**Fragment tekstu**

┌────────

Sunday, February 27, 2011

Post o podłogach znów :)

Znów zrobiła mi się dłuższa przerwa w pisaniu, ale bynajmniej nie dlatego, że w mieszkaniu nic się nie działo. Po prostu nie miałam możliwości zrobić zdjęć, a post bez zdjęć jest jakiś taki łysy. Łazienka jest już prawie gotowa, w przedpokoju przybyła zabudowa, ale co najważniejsze - w końcu jest podłoga! Podłoga jest w mieszkaniu niezwykle ważna, źle dobrana potrafi skutecznie zepsuć efekt mieszkania, choćby reszta była najpiękniejsza. W tym mieszkaniu wybór padł na panele w odcieniu dębu bielonego. Wcześniej panele te podpatrzyłam u Keri i totalnie mnie zauroczyły. Niby panele, ale pięknie się prezentują, niczym prawdziwe dechy, prawie. Oczywiście dębowa drewniana podłoga pewnie prezentowała by się lepiej, ale tutaj raczej nie była pod uwagę ze względu na koszt. Nie było już na nią miejsca w budżecie.






Zdjęcia nie są najlepszej jakości, bo robione komórką, ale podłogę i tak dość dobrze widać. Jestem ciekawa , jak będzie się sprawować w użytkowaniu, tym bardziej że została położona również w kuchni (połączonej z pokojem), by pokój wydawał się większy. "Szatkowanie" podłogi różnymi wzorami jednak pomniejsza przestrzeń. Wiem, bo jakiś czas temu sama popełniłam ten błąd. Do tego wybierając ciemniejszą podłogę - nigdy więcej. Jej sprzątanie jest niczym syzyfowa praca.

└────────

**Część z danymi**
┌────────

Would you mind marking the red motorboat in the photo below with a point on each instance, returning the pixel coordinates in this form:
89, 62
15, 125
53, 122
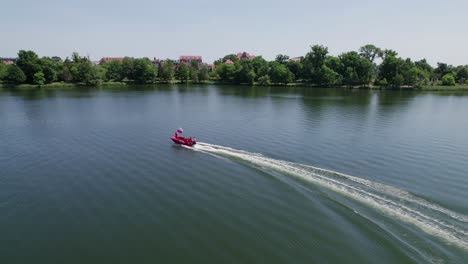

└────────

**Wykonaj zadanie**
Proszę wypisać dosłownie fragment wpisu o podłogach, zaczynając od słów „Zdjęcia nie są” i ciągnąc dalej aż do słów „niczym syzyfowa praca.”.

**Odpowiedź do zadania**
Zdjęcia nie są najlepszej jakości, bo robione komórką, ale podłogę i tak dość dobrze widać. Jestem ciekawa , jak będzie się sprawować w użytkowaniu, tym bardziej że została położona również w kuchni (połączonej z pokojem), by pokój wydawał się większy. "Szatkowanie" podłogi różnymi wzorami jednak pomniejsza przestrzeń. Wiem, bo jakiś czas temu sama popełniłam ten błąd. Do tego wybierając ciemniejszą podłogę - nigdy więcej. Jej sprzątanie jest niczym syzyfowa praca.